** Work instruction **
Please transcribe the data that follows, keeping every line exact.

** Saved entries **
>>>>
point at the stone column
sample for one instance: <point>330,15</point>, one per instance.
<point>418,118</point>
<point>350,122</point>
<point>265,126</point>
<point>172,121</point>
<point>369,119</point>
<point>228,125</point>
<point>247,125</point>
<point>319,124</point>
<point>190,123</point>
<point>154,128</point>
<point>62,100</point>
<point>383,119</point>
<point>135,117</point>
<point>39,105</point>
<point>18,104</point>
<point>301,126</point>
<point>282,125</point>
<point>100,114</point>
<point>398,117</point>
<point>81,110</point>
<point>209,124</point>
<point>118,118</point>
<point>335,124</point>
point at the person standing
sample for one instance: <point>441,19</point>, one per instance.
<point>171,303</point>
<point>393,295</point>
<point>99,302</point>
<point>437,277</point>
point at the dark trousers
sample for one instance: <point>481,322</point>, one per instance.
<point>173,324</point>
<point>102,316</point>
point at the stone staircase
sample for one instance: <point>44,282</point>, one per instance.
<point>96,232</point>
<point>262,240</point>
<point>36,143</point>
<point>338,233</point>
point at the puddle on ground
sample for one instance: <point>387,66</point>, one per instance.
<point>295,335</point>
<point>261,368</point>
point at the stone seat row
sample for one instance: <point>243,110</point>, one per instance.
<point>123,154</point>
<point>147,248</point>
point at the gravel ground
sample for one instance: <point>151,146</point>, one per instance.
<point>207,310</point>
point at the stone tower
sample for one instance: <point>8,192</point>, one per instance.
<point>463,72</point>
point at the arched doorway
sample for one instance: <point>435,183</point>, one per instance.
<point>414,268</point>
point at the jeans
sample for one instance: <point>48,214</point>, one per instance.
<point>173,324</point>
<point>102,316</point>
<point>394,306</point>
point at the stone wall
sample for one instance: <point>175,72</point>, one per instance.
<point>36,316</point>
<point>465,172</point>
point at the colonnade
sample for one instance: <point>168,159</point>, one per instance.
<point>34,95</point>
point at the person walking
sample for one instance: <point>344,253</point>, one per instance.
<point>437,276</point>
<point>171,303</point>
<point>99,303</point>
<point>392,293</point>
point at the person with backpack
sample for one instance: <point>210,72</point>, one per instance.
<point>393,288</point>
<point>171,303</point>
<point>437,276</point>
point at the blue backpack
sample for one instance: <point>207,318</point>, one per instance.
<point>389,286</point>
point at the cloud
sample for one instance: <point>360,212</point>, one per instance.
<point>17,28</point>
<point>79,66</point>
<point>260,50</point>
<<<<
** Answer for the task **
point at the stone column
sample for one instance: <point>330,15</point>, one per instance.
<point>418,118</point>
<point>350,122</point>
<point>265,126</point>
<point>172,121</point>
<point>369,119</point>
<point>228,125</point>
<point>247,125</point>
<point>319,124</point>
<point>190,123</point>
<point>154,128</point>
<point>62,100</point>
<point>383,119</point>
<point>135,117</point>
<point>39,105</point>
<point>18,104</point>
<point>301,126</point>
<point>282,125</point>
<point>100,114</point>
<point>398,117</point>
<point>81,110</point>
<point>209,124</point>
<point>118,118</point>
<point>335,124</point>
point at the person standing
sample for one instance: <point>441,19</point>, one per instance.
<point>171,303</point>
<point>393,295</point>
<point>99,302</point>
<point>437,277</point>
point at the dark trousers
sample for one instance: <point>481,322</point>, one per instance.
<point>173,324</point>
<point>102,316</point>
point at the stone staircase
sample for one instance: <point>44,282</point>, one per instance.
<point>96,232</point>
<point>262,240</point>
<point>36,143</point>
<point>338,233</point>
point at the puddle on ground
sample for one instance: <point>387,66</point>, one per instance.
<point>295,335</point>
<point>261,368</point>
point at the stone seat row
sample for one instance: <point>243,110</point>, one per instance.
<point>123,154</point>
<point>147,248</point>
point at the gravel ground
sample for one instance: <point>151,146</point>, one per instance.
<point>207,310</point>
point at the stone tower
sample for one instance: <point>8,192</point>, one per instance.
<point>463,72</point>
point at the arched doorway
sample for one instance: <point>435,183</point>, one per instance.
<point>414,268</point>
point at the jeans
sample for one instance: <point>48,214</point>, one per instance.
<point>173,324</point>
<point>102,316</point>
<point>394,306</point>
point at the stone wall
sample for one instance: <point>175,72</point>, one per instance.
<point>36,316</point>
<point>465,172</point>
point at the colonnade
sample for one instance: <point>168,159</point>, one per instance.
<point>34,95</point>
point at the person walking
sample for one instance: <point>344,253</point>, one per instance.
<point>437,276</point>
<point>171,303</point>
<point>99,303</point>
<point>392,293</point>
point at the person with backpack
sample for one instance: <point>210,72</point>, one per instance.
<point>393,288</point>
<point>171,303</point>
<point>437,276</point>
point at the blue backpack
sample for one instance: <point>207,318</point>, one per instance.
<point>389,286</point>
point at the cloud
sample for one instance: <point>360,212</point>, one per instance.
<point>17,28</point>
<point>79,66</point>
<point>260,50</point>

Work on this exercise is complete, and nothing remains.